Transcribe the stretch from "I ask this because" through "full opt-out required?" in the forum thread below about Supervisor's password checks.

*Excerpted text:*
┄┄┄┄┄┄┄┄┄┄┄┄┄┄┄┄┄┄┄┄
For the record, sending data to a third party is not the only concern.
Many users would like to opt out to prevent the hourly nag and the additional overhead and logging caused by all this checking. This is not a function which everyone needs, and certainly not a function which anyone needs hourly.
It’s not actually the only data being sent out by supervisor but it might be the only data sent to a 3rd party currently, I’m not sure. Supervisor does communicate with home-assistant.io though in order to obtain version information and (if you allow it) track some usage information by way of updater.
I ask this because if you don’t have an issue with that would an acceptable compromise be if HA checked these passwords indirectly and anonymously? Like if instead of having Supervisor directly call the Have I Been Pwned service, what if Supervisor passed this information to home-assistant.io where it was scrubbed of all identifying info before being checked against Have I Been Pwned? Would that be an acceptable compromise of privacy and security or is a full opt-out required?
The difference being quite clear. In order for homeassistant to physically operate it must know the correct time, and therefore communicate with an NTP server. In order for homeassistant to be updatable, it needs to check what the latest version available is.
┄┄┄┄┄┄┄┄┄┄┄┄┄┄┄┄┄┄┄┄
*Data shown:*

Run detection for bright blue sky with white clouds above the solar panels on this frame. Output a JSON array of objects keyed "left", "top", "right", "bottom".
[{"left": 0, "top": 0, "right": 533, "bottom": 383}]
┄┄┄┄┄┄┄┄┄┄┄┄┄┄┄┄┄┄┄┄
*Exercise output:*
I ask this because if you don’t have an issue with that would an acceptable compromise be if HA checked these passwords indirectly and anonymously? Like if instead of having Supervisor directly call the Have I Been Pwned service, what if Supervisor passed this information to home-assistant.io where it was scrubbed of all identifying info before being checked against Have I Been Pwned? Would that be an acceptable compromise of privacy and security or is a full opt-out required?